Task input:
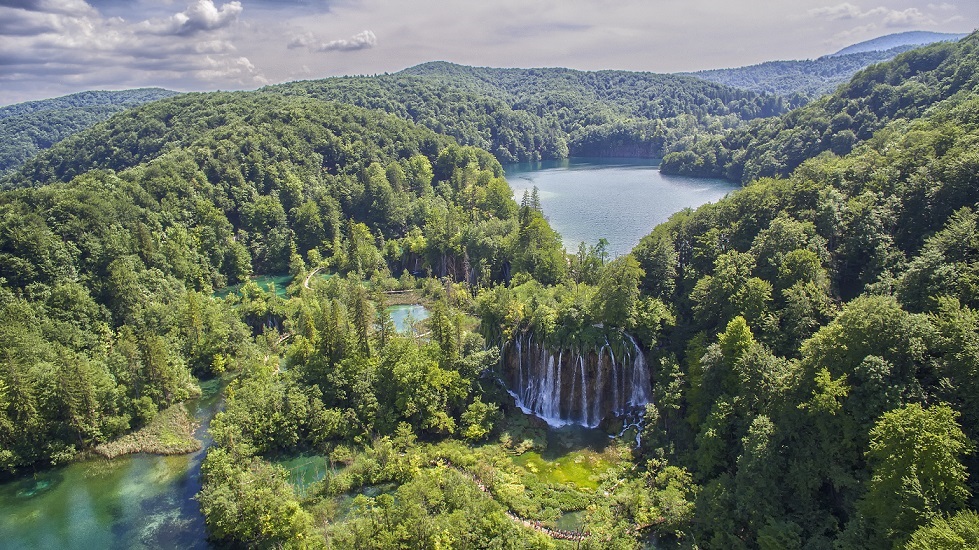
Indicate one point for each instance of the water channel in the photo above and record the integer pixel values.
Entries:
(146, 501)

...

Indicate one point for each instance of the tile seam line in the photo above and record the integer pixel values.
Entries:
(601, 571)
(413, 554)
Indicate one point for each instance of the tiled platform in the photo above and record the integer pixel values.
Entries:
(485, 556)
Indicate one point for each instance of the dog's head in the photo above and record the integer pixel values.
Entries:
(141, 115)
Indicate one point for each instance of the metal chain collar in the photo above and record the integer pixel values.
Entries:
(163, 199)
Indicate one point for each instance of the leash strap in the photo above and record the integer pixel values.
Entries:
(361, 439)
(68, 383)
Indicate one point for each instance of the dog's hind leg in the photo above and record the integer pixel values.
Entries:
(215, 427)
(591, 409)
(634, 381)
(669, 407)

The task: Where the word "each" shows up in a line of the entries above, copy that line.

Problem solution:
Indicate one point for each instance of the water channel in the photo above and record the integer pixel values.
Indicate one point for each instance of the tile seam line in the photo above and record the integer pixel values.
Indicate one point for each instance of the tiled platform in the photo above and record the integer pixel values.
Indicate one point for each instance of the dog's head in the photo above and record the integer pixel values.
Indicate one point for each instance of the metal chain collar in the photo above and record the integer pixel values.
Indicate one point for each instance of the leash strap in the photo above and record the integer pixel values.
Indicate one point for each instance of the dog's hind leg in the photo above and record the integer pixel values.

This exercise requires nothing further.